[Data items]
----------------

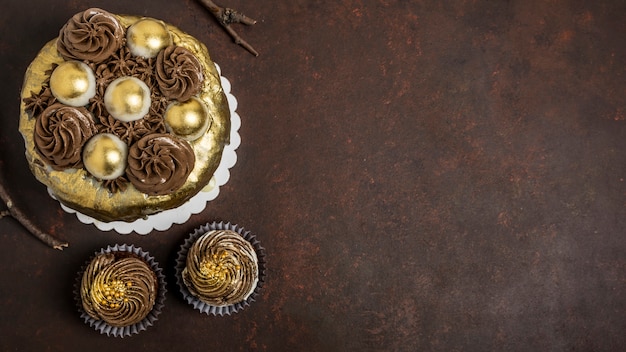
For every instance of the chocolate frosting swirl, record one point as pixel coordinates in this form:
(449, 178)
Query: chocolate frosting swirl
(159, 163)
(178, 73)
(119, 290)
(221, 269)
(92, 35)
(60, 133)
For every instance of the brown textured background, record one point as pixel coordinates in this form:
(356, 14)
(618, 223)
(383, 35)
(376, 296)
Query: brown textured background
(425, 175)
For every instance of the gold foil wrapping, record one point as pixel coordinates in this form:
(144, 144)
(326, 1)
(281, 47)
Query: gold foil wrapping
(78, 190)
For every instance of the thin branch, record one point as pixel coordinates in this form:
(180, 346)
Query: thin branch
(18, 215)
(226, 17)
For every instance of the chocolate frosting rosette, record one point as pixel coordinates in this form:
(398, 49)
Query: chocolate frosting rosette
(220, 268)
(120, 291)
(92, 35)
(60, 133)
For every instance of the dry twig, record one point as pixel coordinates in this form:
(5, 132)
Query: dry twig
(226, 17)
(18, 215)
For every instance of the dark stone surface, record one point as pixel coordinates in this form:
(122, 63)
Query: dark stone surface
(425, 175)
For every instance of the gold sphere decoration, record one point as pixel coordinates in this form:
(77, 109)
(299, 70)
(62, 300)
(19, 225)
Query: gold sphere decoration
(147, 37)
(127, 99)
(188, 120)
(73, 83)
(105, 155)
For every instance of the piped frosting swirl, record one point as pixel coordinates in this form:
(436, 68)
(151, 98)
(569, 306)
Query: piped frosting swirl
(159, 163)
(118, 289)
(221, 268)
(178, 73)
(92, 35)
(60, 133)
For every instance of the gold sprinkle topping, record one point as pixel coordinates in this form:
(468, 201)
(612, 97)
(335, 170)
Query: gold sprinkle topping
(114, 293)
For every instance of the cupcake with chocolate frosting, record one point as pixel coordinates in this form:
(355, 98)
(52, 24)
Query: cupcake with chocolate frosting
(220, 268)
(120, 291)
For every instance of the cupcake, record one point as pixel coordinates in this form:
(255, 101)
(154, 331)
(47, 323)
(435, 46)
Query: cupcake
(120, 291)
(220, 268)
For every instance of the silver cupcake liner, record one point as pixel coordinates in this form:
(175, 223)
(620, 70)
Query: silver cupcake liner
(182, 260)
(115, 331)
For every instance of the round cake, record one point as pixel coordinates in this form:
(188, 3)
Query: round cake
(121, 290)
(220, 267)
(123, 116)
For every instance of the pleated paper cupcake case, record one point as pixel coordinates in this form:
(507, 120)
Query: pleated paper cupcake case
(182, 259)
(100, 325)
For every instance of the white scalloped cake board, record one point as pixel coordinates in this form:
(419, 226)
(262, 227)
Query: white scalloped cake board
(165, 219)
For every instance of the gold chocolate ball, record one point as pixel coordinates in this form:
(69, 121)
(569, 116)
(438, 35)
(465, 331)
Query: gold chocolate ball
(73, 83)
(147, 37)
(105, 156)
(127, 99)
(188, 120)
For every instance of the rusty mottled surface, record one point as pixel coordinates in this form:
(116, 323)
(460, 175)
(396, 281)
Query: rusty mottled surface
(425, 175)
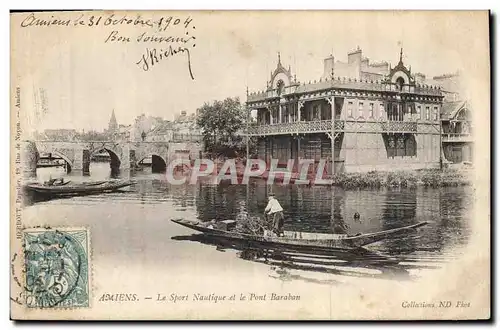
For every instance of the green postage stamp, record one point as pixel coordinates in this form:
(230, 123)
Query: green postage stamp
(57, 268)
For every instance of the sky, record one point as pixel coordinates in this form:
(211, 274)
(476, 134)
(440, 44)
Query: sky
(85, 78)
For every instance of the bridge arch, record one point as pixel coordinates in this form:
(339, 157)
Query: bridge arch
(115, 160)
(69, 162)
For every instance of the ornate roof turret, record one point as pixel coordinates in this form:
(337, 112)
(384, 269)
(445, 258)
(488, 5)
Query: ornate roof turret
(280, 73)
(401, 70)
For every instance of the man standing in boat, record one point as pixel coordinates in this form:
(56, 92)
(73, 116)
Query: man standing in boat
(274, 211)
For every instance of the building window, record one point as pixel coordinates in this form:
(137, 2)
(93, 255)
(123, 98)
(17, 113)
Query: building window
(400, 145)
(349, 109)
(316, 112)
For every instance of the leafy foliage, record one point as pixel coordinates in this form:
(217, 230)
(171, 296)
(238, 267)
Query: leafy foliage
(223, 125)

----------------

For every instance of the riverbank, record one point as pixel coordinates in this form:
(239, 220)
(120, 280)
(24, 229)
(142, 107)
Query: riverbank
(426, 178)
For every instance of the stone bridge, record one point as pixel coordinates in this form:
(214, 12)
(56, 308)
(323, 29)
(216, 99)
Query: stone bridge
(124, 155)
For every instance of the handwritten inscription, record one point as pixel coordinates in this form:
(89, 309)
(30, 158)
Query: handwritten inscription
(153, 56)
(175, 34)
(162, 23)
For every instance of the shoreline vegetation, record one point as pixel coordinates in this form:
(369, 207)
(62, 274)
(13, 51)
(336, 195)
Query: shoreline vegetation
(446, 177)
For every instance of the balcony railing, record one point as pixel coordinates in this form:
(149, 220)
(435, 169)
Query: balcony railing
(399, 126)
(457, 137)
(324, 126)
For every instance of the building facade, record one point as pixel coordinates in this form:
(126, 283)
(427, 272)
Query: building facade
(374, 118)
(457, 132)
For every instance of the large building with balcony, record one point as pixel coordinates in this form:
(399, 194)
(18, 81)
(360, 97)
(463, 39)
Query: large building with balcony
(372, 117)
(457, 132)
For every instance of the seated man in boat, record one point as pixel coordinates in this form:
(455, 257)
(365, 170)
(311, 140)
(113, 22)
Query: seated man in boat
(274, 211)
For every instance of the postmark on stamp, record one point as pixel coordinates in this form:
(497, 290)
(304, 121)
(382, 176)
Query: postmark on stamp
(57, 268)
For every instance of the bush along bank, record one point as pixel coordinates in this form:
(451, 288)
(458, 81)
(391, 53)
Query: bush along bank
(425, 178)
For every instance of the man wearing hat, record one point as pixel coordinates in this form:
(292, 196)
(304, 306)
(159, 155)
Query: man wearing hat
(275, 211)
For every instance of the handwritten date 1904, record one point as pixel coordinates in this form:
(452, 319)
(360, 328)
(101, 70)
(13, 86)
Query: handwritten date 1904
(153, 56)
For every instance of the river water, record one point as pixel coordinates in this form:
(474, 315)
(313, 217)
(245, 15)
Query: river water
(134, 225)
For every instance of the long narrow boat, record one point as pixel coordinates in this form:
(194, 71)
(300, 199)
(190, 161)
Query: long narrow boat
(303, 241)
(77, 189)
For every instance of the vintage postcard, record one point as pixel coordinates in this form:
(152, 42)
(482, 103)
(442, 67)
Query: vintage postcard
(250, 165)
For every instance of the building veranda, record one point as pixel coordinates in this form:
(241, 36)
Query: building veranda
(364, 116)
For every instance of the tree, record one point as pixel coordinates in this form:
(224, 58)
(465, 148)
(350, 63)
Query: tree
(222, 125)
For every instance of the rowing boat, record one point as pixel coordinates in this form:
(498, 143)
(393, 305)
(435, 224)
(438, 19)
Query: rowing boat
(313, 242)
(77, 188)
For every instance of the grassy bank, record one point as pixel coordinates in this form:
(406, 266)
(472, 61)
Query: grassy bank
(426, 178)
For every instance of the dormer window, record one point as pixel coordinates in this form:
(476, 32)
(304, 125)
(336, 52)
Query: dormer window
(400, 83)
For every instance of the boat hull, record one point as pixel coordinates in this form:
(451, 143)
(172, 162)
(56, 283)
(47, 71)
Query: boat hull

----------------

Pick out every line in the rows above that contains the string "balcony", and copy each one in full. Matching is case-sensitive.

*The result*.
For every instance of the balcony railing, record one point as pixel coordinates in this form:
Query: balcony railing
For every instance of the large building with balcony, record one point as pixel coordinates in this form:
Query: large building with balcony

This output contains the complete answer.